- **Stated task**
Pick out every line of the entries below that contains the string "park", treating uppercase and lowercase letters as different. Copy each such line in full.

Excerpts of pointing data
** begin **

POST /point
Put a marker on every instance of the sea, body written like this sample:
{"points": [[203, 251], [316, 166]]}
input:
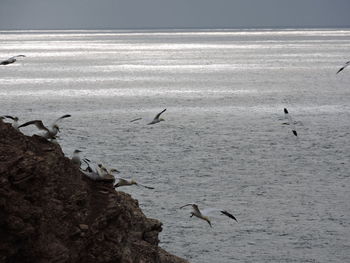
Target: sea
{"points": [[224, 142]]}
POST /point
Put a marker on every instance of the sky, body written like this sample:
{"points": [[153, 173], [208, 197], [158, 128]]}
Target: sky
{"points": [[143, 14]]}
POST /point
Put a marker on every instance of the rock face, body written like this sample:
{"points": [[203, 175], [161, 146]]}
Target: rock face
{"points": [[50, 212]]}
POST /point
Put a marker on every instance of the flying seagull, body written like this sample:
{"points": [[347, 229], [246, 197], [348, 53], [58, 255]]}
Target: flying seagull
{"points": [[124, 182], [15, 120], [48, 132], [157, 119], [10, 60], [136, 119], [343, 67], [206, 212], [290, 121]]}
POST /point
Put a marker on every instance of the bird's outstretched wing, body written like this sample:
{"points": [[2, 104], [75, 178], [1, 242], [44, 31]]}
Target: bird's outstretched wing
{"points": [[121, 182], [158, 115], [38, 123], [10, 117], [343, 67], [217, 211], [62, 117], [17, 56], [290, 121], [136, 119], [186, 205], [148, 187], [194, 207]]}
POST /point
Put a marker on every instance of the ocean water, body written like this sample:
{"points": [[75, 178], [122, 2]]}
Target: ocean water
{"points": [[222, 143]]}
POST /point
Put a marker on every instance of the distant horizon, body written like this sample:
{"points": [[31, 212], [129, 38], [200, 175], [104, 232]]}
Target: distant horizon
{"points": [[178, 28]]}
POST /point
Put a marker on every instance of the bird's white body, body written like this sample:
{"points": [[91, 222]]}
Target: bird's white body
{"points": [[76, 158], [157, 118], [46, 132], [204, 214]]}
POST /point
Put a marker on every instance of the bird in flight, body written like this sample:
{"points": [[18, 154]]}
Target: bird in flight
{"points": [[157, 119], [47, 132], [204, 214], [290, 121], [11, 60], [124, 182], [344, 66]]}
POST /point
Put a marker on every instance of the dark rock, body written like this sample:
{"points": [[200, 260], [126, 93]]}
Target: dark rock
{"points": [[50, 212]]}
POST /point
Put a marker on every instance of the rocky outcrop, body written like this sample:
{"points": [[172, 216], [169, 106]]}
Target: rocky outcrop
{"points": [[50, 212]]}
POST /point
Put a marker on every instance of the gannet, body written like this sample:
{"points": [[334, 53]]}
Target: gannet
{"points": [[76, 158], [290, 121], [343, 67], [157, 119], [48, 132], [15, 123], [136, 119], [97, 173], [124, 182], [10, 60], [205, 212]]}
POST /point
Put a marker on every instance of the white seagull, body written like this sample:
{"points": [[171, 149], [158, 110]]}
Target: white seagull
{"points": [[204, 214], [76, 158], [48, 132], [124, 182], [15, 123], [343, 67], [10, 60], [290, 121], [137, 119], [97, 173], [157, 119]]}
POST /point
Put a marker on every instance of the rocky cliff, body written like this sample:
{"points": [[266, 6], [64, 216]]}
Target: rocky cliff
{"points": [[50, 212]]}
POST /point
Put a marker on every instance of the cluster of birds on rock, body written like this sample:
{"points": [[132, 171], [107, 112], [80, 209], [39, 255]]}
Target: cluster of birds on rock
{"points": [[97, 171]]}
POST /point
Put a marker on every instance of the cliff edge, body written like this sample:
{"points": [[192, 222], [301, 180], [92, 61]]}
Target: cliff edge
{"points": [[50, 212]]}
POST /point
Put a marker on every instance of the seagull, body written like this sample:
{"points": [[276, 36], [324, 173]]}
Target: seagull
{"points": [[76, 158], [124, 182], [48, 132], [97, 173], [290, 121], [157, 119], [205, 213], [10, 60], [136, 119], [15, 123], [343, 67]]}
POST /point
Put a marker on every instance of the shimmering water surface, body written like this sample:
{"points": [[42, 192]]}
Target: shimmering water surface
{"points": [[222, 143]]}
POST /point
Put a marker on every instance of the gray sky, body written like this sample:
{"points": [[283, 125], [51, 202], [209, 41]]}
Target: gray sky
{"points": [[126, 14]]}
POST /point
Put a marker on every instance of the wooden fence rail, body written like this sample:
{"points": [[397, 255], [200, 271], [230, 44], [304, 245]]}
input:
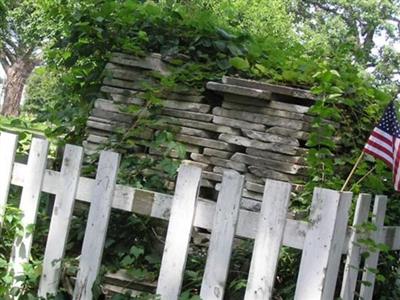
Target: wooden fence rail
{"points": [[323, 239]]}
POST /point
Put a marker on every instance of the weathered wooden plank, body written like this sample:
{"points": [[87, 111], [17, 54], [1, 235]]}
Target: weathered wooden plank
{"points": [[8, 147], [179, 231], [239, 90], [279, 89], [323, 245], [60, 220], [222, 236], [29, 205], [101, 197], [158, 205], [371, 263], [352, 266], [270, 230]]}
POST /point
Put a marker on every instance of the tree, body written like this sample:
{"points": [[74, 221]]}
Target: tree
{"points": [[21, 36], [354, 27]]}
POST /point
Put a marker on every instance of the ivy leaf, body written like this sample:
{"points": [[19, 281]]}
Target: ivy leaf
{"points": [[239, 63]]}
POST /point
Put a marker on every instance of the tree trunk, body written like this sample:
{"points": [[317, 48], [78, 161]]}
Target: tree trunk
{"points": [[17, 75]]}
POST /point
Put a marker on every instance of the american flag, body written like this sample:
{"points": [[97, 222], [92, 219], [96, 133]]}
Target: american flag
{"points": [[384, 142]]}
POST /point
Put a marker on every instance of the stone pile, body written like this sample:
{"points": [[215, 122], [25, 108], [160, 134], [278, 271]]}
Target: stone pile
{"points": [[255, 128]]}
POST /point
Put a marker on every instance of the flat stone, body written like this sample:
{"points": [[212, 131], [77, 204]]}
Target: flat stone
{"points": [[187, 114], [238, 90], [225, 163], [269, 163], [276, 156], [114, 90], [255, 187], [181, 105], [278, 89], [246, 142], [195, 132], [272, 174], [270, 138], [140, 85], [237, 123], [271, 104], [212, 176], [203, 125], [301, 135], [112, 116], [217, 153], [151, 62], [261, 119], [267, 111], [207, 143]]}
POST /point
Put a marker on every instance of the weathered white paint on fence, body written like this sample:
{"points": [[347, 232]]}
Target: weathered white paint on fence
{"points": [[222, 236], [354, 250], [158, 205], [270, 229], [366, 292], [323, 245], [29, 204], [179, 231], [60, 220], [8, 146], [97, 224]]}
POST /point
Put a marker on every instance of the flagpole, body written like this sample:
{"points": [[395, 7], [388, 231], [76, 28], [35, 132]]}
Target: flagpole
{"points": [[352, 171]]}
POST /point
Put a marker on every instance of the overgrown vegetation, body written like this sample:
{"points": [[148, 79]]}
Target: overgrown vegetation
{"points": [[204, 47]]}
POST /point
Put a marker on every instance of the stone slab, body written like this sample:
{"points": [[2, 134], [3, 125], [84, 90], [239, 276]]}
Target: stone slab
{"points": [[187, 115], [217, 153], [151, 62], [246, 142], [203, 125], [269, 163], [225, 163], [238, 90], [207, 143], [267, 111], [237, 123], [276, 156], [270, 138], [278, 89], [301, 135], [260, 118], [272, 174]]}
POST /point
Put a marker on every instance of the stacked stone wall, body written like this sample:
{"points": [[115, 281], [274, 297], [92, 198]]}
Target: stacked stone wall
{"points": [[255, 128]]}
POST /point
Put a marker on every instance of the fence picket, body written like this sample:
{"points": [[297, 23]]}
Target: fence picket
{"points": [[29, 204], [8, 147], [179, 232], [97, 224], [354, 250], [366, 292], [323, 245], [268, 241], [60, 220], [222, 236]]}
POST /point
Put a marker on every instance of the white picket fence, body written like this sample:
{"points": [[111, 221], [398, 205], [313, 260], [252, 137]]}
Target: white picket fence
{"points": [[324, 239]]}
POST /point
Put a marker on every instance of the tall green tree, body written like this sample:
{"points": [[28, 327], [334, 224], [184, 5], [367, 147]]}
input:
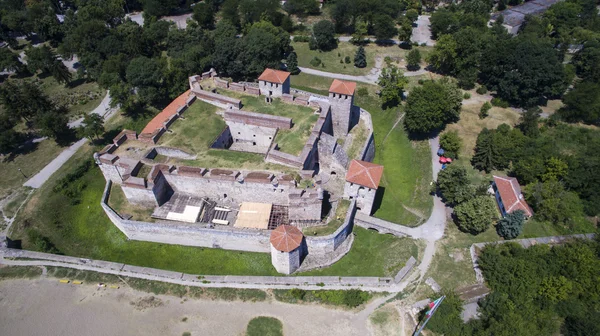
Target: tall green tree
{"points": [[511, 225], [360, 58], [433, 105], [392, 83], [454, 184]]}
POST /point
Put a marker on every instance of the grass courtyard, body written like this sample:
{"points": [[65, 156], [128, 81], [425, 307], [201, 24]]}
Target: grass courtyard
{"points": [[331, 59]]}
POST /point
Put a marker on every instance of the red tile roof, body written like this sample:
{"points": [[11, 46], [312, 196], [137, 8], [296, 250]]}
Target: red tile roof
{"points": [[364, 173], [164, 115], [342, 87], [286, 238], [274, 76], [510, 193]]}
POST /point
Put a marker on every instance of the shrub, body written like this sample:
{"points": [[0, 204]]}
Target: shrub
{"points": [[315, 61], [485, 109], [499, 103]]}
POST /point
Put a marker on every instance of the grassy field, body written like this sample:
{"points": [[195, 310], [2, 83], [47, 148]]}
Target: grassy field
{"points": [[373, 254], [30, 162], [264, 326], [119, 203], [331, 59], [470, 125], [403, 196]]}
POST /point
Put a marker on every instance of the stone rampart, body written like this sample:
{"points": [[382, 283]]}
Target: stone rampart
{"points": [[217, 99], [257, 119]]}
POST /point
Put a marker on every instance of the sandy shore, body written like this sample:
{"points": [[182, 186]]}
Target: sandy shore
{"points": [[47, 307]]}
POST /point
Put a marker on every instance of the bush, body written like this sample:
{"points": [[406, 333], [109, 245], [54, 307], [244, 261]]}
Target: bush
{"points": [[485, 109], [301, 38], [315, 61], [500, 103]]}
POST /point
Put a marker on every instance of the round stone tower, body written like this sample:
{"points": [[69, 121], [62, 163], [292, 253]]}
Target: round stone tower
{"points": [[286, 248]]}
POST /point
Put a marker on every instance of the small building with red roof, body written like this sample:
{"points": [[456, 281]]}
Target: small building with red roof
{"points": [[274, 83], [362, 181], [509, 196], [343, 112], [287, 248]]}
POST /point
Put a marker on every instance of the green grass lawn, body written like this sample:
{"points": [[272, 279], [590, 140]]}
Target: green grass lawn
{"points": [[30, 162], [373, 254], [290, 141], [264, 326]]}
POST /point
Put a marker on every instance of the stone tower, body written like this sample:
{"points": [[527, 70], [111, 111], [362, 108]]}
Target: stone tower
{"points": [[341, 99], [287, 245]]}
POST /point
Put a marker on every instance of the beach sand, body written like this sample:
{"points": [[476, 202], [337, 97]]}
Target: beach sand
{"points": [[44, 306]]}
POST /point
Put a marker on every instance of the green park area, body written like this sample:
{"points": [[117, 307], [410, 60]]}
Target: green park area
{"points": [[335, 60]]}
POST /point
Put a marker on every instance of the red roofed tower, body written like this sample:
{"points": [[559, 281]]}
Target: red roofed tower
{"points": [[341, 98], [362, 181], [286, 248]]}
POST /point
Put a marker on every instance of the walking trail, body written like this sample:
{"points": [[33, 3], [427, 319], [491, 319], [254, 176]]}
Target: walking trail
{"points": [[40, 178]]}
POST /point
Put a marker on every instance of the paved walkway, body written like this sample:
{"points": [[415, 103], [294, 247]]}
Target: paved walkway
{"points": [[40, 178]]}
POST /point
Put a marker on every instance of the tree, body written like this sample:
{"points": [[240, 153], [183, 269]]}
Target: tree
{"points": [[476, 214], [323, 37], [360, 31], [524, 71], [405, 30], [430, 106], [451, 143], [159, 7], [93, 126], [454, 184], [412, 15], [10, 61], [413, 60], [528, 123], [582, 104], [511, 225], [204, 14], [292, 63], [360, 58], [301, 8], [384, 27], [392, 83]]}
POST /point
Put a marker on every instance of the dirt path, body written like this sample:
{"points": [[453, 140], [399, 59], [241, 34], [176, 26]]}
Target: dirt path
{"points": [[46, 307]]}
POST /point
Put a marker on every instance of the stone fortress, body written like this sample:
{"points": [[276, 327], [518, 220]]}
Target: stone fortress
{"points": [[260, 211]]}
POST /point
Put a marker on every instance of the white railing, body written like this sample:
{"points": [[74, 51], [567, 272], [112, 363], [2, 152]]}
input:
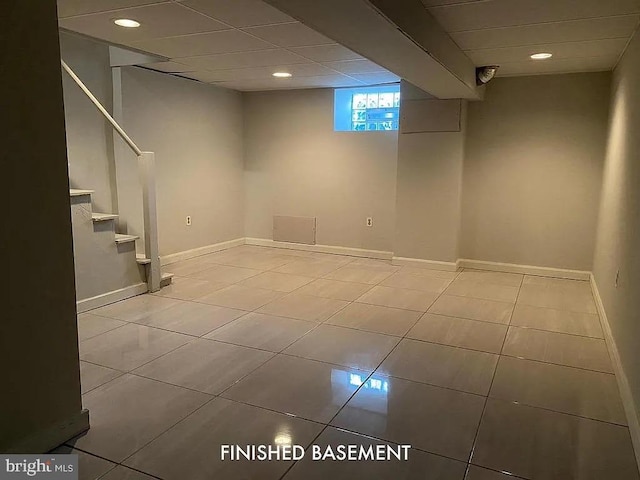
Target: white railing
{"points": [[146, 168]]}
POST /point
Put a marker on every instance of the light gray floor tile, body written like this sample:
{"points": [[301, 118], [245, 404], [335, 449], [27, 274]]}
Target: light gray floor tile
{"points": [[129, 411], [91, 325], [186, 288], [205, 365], [130, 346], [191, 449], [399, 298], [344, 346], [134, 308], [334, 289], [560, 321], [186, 268], [562, 389], [460, 332], [90, 467], [425, 283], [92, 376], [371, 274], [473, 309], [191, 318], [280, 282], [304, 307], [433, 419], [428, 272], [311, 267], [553, 297], [240, 297], [535, 443], [266, 332], [419, 466], [451, 367], [487, 291], [226, 274], [374, 318], [306, 388], [259, 261], [560, 348], [497, 278], [479, 473]]}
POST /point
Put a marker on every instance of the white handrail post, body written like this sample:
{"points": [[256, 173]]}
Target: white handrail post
{"points": [[147, 169]]}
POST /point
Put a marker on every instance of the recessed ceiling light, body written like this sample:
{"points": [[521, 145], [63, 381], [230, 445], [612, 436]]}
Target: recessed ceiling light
{"points": [[126, 22]]}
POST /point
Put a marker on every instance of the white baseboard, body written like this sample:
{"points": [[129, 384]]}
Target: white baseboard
{"points": [[353, 252], [196, 252], [54, 435], [524, 269], [111, 297], [429, 264], [623, 383]]}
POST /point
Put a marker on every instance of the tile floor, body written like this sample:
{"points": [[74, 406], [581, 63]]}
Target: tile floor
{"points": [[489, 376]]}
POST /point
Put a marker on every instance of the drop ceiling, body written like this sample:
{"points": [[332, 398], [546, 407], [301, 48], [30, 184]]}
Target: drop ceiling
{"points": [[583, 35], [235, 44], [238, 44]]}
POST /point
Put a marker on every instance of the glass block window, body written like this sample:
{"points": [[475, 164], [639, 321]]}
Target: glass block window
{"points": [[367, 108]]}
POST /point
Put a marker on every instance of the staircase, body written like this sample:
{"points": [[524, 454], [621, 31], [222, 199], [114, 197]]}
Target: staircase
{"points": [[106, 264]]}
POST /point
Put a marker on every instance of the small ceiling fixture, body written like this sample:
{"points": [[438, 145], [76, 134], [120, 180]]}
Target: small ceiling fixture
{"points": [[126, 22], [485, 74]]}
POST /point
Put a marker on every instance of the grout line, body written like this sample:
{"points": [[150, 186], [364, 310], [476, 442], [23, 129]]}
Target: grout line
{"points": [[484, 408]]}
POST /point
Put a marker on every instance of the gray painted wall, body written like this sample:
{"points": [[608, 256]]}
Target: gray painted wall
{"points": [[618, 238], [196, 132], [429, 183], [533, 170], [89, 138], [295, 164], [39, 342]]}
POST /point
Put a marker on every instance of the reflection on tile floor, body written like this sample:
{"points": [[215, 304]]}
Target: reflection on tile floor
{"points": [[488, 375]]}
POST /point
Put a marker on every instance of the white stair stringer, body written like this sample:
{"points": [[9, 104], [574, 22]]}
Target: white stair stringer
{"points": [[105, 262]]}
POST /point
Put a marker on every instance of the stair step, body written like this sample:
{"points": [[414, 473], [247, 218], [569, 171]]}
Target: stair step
{"points": [[142, 260], [120, 238], [76, 192], [103, 217], [165, 279]]}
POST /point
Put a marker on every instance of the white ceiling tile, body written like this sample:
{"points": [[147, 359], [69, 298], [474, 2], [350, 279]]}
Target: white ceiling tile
{"points": [[261, 58], [240, 13], [324, 81], [563, 65], [227, 41], [355, 66], [168, 67], [504, 13], [376, 78], [265, 73], [164, 20], [326, 53], [592, 48], [289, 35], [571, 31], [68, 8]]}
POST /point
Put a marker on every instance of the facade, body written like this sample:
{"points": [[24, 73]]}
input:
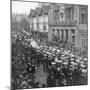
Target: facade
{"points": [[39, 19], [66, 22], [69, 23]]}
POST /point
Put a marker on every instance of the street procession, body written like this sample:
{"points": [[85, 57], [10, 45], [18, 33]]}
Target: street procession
{"points": [[61, 66], [49, 45]]}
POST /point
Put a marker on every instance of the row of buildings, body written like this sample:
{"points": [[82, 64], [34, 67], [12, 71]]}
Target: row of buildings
{"points": [[65, 21]]}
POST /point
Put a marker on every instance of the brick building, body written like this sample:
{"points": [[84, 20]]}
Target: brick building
{"points": [[69, 22], [65, 21]]}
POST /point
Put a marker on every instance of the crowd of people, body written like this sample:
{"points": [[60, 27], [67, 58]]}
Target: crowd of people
{"points": [[64, 67]]}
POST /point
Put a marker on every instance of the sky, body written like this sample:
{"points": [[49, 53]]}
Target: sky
{"points": [[23, 7]]}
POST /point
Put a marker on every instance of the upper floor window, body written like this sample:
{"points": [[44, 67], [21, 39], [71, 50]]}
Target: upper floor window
{"points": [[73, 31], [56, 15], [83, 18]]}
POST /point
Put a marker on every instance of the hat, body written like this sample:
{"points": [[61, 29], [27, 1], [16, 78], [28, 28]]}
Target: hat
{"points": [[73, 63], [84, 70], [72, 59], [65, 63], [83, 66], [53, 63]]}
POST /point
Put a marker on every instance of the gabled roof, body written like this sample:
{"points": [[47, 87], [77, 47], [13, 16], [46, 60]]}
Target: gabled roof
{"points": [[56, 7], [46, 9], [32, 13], [39, 11]]}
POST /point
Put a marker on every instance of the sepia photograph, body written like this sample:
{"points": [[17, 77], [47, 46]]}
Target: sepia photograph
{"points": [[49, 44]]}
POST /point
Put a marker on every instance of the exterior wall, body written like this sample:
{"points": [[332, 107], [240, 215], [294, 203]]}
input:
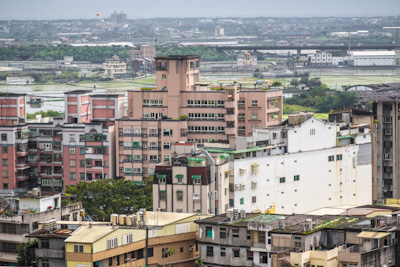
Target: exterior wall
{"points": [[343, 182]]}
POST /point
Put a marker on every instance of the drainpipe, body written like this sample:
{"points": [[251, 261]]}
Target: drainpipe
{"points": [[212, 176]]}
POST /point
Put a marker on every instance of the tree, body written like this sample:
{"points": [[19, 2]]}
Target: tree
{"points": [[25, 258], [198, 262], [276, 84], [105, 197]]}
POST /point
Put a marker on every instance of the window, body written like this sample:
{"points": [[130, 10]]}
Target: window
{"points": [[150, 252], [208, 231], [263, 257], [45, 263], [210, 251], [162, 195], [78, 248], [261, 237], [45, 242], [167, 132], [222, 233], [235, 232], [179, 195], [112, 242], [223, 252]]}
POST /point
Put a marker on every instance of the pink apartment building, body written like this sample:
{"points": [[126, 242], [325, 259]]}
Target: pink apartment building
{"points": [[181, 108]]}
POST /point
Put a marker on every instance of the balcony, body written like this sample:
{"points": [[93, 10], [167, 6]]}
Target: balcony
{"points": [[230, 130], [230, 104], [230, 117]]}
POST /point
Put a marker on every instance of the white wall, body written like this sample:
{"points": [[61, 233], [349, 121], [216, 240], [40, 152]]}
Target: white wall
{"points": [[322, 183]]}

** end **

- **Answer to the exercise**
Put a marker on every instance of the green park area, body written like this sample:
Target: green park area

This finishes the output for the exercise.